*** Opening of Information provided ***

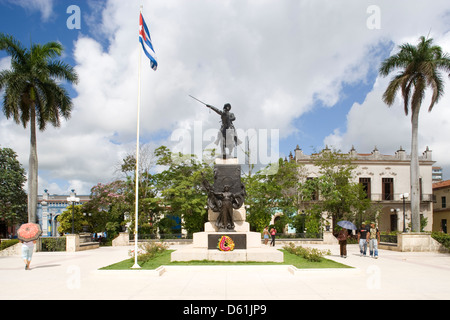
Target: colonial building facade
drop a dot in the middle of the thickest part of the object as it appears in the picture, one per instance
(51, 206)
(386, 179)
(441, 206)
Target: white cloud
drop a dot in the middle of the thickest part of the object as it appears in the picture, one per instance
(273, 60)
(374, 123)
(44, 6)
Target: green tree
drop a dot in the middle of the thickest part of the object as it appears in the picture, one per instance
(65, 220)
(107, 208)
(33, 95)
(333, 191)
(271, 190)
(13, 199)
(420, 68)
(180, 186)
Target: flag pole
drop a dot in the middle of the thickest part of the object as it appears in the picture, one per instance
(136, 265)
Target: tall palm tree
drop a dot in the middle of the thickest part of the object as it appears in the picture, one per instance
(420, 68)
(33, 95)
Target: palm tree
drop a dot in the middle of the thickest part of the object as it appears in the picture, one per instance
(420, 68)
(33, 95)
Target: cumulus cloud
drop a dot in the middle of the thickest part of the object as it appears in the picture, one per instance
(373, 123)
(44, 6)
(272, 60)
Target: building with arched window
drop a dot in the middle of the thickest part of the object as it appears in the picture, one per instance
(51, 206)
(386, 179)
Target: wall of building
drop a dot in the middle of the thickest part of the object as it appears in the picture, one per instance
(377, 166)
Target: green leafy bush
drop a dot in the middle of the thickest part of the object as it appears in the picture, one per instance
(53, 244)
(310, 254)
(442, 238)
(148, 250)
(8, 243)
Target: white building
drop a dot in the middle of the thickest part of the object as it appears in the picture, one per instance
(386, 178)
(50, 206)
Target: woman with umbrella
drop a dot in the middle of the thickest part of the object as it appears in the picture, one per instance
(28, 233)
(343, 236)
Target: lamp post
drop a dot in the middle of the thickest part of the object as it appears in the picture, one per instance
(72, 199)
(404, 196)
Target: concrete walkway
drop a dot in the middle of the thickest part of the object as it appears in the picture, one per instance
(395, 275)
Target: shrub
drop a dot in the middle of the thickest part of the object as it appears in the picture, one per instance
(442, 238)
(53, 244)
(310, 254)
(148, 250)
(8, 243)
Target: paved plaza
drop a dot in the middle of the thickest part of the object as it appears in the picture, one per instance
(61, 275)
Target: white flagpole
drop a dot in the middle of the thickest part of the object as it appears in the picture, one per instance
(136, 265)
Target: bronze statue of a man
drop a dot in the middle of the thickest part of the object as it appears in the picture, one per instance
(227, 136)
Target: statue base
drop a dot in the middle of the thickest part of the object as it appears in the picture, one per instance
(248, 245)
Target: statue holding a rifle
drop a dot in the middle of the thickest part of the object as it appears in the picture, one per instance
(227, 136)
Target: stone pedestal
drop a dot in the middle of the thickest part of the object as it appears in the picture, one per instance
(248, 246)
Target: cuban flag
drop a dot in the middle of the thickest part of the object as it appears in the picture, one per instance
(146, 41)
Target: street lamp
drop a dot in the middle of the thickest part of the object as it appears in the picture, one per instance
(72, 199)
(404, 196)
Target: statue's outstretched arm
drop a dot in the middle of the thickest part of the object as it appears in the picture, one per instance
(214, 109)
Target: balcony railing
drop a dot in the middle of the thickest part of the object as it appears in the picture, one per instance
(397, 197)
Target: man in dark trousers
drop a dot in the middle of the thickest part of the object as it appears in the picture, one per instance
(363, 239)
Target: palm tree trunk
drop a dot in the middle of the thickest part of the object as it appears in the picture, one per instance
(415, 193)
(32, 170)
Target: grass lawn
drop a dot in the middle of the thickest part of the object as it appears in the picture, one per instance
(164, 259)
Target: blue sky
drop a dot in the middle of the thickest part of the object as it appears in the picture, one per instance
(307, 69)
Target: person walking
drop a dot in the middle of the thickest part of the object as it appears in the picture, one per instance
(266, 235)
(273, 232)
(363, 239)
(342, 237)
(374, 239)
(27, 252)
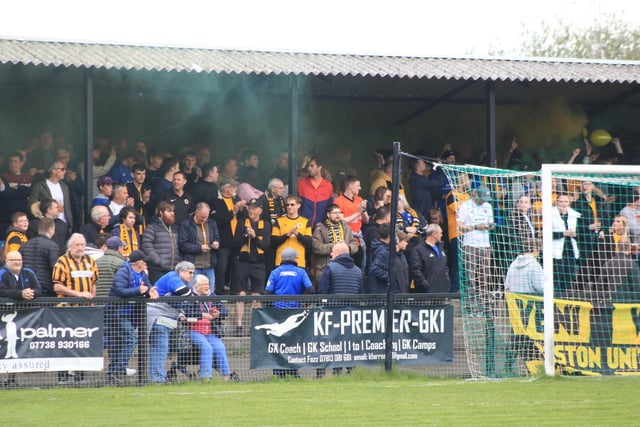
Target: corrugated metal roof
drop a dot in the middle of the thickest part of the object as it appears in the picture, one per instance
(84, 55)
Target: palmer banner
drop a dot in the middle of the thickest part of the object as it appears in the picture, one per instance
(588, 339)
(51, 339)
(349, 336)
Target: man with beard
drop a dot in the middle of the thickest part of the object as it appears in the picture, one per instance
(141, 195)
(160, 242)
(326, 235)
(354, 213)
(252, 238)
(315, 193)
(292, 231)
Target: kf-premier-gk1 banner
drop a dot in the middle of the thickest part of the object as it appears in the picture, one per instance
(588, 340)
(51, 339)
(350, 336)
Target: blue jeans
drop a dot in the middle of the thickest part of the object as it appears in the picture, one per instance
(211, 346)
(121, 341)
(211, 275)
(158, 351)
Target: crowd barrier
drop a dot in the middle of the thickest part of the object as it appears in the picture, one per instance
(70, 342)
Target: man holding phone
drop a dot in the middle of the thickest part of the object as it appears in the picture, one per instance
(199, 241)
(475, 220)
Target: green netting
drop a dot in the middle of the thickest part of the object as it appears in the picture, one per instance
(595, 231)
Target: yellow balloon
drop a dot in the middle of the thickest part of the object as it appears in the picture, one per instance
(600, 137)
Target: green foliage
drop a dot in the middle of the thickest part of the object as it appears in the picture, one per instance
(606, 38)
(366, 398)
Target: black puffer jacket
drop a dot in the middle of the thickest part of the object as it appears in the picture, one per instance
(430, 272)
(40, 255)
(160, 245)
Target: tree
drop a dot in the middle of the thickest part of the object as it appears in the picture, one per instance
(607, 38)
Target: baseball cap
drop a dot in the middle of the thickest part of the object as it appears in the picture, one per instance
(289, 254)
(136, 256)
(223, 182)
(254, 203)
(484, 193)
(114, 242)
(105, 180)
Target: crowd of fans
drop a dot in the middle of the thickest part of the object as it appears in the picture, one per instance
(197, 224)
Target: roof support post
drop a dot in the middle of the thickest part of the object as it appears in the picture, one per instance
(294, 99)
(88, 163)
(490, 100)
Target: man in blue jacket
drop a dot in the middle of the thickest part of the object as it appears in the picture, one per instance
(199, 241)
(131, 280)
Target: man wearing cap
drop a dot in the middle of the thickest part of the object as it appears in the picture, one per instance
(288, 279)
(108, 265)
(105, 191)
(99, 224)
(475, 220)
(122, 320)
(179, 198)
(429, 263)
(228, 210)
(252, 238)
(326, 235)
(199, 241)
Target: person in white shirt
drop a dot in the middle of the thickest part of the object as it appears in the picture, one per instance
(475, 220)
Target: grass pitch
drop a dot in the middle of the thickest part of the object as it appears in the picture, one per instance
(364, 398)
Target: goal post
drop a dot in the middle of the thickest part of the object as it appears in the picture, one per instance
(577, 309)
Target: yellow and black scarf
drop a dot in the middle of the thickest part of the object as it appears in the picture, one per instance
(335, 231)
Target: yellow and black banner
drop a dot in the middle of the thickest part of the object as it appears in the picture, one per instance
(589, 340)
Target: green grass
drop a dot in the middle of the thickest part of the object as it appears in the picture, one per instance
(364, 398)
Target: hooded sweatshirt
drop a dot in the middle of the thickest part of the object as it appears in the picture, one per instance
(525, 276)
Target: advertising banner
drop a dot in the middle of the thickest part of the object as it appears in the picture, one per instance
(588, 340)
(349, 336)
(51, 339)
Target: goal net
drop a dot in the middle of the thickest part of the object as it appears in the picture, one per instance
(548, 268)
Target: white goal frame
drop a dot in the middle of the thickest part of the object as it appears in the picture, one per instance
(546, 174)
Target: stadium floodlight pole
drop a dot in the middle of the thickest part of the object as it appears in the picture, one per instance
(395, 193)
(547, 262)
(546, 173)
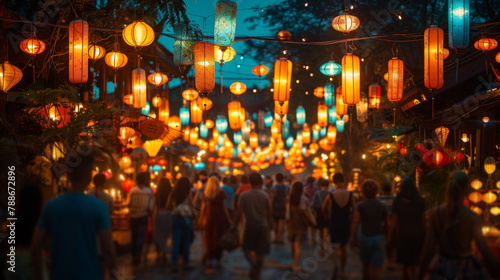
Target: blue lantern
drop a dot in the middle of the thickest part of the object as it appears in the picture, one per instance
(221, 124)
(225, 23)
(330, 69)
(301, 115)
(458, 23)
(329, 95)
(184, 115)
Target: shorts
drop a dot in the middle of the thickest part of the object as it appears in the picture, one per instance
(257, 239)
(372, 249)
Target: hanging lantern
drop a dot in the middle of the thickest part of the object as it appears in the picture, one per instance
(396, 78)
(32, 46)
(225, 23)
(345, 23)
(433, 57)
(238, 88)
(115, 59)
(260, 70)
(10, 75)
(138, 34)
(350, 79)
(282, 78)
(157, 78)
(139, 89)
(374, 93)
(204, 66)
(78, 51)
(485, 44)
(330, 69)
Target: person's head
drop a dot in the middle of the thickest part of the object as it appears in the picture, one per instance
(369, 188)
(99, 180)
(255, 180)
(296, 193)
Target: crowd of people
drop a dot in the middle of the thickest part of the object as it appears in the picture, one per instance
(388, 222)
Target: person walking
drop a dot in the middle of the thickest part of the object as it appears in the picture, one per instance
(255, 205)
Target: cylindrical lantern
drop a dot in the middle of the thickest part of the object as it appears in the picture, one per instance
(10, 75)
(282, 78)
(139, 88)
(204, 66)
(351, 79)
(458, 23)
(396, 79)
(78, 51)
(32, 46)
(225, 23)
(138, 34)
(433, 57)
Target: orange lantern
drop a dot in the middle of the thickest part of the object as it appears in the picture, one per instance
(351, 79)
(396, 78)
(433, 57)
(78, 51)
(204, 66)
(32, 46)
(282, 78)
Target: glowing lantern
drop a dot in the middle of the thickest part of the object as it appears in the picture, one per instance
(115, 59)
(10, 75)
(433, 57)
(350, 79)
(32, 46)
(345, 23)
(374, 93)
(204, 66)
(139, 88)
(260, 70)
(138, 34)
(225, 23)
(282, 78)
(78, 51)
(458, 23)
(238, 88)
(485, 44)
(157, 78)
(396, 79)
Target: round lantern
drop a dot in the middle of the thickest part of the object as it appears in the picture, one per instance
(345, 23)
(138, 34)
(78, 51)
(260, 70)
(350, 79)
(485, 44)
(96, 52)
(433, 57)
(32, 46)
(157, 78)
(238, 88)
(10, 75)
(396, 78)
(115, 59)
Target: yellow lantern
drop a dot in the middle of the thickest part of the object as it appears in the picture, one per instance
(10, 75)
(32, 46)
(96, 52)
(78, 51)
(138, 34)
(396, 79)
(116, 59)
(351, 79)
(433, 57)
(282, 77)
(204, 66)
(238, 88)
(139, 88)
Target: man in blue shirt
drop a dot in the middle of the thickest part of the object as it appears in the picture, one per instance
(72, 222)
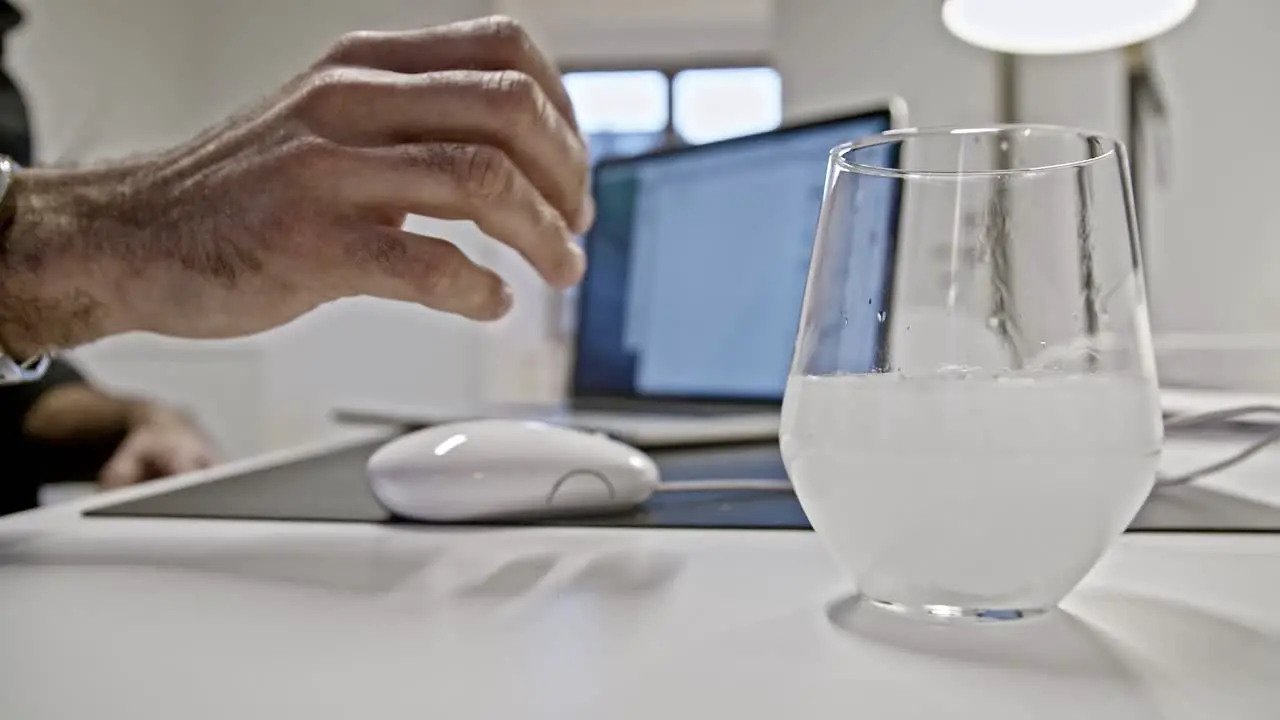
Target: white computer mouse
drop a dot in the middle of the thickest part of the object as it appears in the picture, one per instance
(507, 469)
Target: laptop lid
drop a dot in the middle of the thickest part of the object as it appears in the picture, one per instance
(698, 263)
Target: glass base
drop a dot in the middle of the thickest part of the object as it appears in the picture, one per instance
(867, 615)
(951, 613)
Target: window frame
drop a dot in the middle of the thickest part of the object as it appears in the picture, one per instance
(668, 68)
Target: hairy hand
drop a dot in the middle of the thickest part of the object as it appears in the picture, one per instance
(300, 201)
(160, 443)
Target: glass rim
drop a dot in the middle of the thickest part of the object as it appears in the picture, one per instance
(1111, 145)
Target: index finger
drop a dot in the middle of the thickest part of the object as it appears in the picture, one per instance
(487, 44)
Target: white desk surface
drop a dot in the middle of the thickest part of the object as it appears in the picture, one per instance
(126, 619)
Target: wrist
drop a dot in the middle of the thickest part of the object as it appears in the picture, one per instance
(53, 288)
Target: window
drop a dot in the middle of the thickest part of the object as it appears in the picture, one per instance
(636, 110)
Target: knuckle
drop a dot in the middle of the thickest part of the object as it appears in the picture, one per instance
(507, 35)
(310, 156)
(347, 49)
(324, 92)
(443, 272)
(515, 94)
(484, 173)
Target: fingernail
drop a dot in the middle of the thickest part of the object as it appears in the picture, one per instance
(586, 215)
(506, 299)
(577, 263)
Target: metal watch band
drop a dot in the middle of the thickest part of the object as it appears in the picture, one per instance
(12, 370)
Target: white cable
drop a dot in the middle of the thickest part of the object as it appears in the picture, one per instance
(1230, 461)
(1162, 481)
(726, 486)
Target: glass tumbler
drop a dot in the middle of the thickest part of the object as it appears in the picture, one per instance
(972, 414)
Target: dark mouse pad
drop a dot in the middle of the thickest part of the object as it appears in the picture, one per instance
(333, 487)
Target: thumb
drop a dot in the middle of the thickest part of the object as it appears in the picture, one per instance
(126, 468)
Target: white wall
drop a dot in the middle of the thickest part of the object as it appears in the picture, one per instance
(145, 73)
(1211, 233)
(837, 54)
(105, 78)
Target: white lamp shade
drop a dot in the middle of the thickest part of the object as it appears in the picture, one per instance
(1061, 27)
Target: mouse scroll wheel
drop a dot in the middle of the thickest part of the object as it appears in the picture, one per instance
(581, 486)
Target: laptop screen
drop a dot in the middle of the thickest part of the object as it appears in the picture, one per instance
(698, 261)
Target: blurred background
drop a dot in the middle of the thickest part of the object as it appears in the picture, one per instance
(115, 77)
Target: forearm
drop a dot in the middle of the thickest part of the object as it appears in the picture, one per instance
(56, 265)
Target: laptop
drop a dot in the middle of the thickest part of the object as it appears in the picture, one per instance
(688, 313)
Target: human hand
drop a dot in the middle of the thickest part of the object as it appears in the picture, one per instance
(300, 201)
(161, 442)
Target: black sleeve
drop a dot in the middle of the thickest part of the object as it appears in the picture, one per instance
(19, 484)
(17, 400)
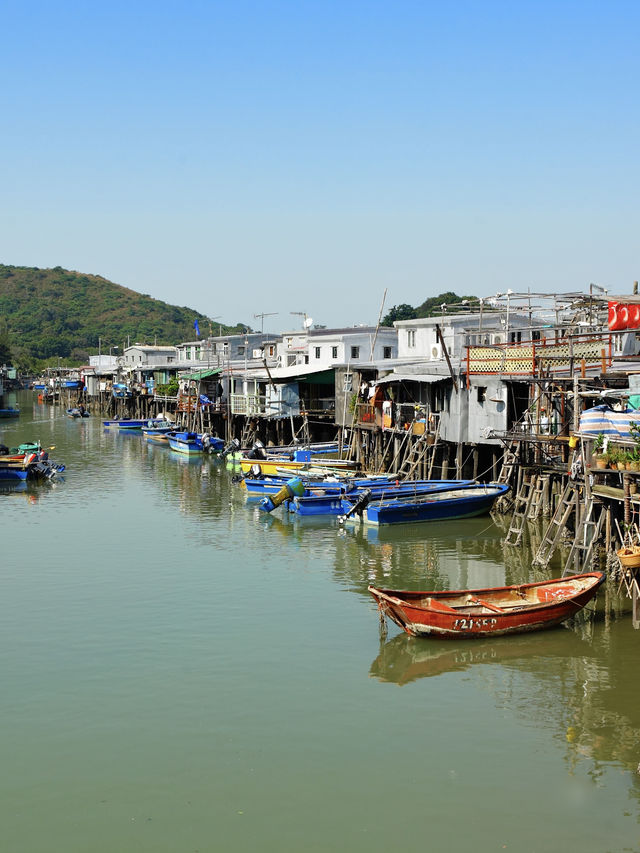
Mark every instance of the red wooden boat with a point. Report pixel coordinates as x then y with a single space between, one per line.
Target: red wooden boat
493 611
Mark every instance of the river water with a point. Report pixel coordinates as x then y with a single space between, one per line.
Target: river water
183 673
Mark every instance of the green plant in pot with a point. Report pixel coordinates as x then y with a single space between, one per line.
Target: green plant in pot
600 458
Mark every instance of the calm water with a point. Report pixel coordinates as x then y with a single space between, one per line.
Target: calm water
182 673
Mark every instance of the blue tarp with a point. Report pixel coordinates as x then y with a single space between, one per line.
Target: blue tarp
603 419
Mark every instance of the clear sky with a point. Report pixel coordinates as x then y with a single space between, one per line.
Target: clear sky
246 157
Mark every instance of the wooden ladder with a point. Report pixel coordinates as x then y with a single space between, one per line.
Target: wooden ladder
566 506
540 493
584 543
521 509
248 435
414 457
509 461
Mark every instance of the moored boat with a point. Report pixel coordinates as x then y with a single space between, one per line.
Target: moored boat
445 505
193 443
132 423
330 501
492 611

*** Close of Information provided ***

* **Exercise instructions**
Set down, exactly as they appear above, all lines from the one that has "Target: woman with umbrella" down to the one that has "Target: paved plaza", including those two and no others.

* **Answer**
Target: woman with umbrella
drop a dot in the middle of the thickest part of the object as it appears in the picture, one per instance
(28, 233)
(343, 236)
Target: lamp post
drop a dot in the middle of the thickest part of the object as it appears in the picture, one per instance
(72, 199)
(404, 196)
Target: concrete walkway
drop a dot in the middle of the thickest part of the object as it appears in the picture, one per instance
(395, 275)
Target: shrub
drop a dot in the middle of the thickest part of the object as it appears in the picture, one per instance
(442, 238)
(53, 244)
(310, 254)
(148, 250)
(8, 243)
Target: paved plaza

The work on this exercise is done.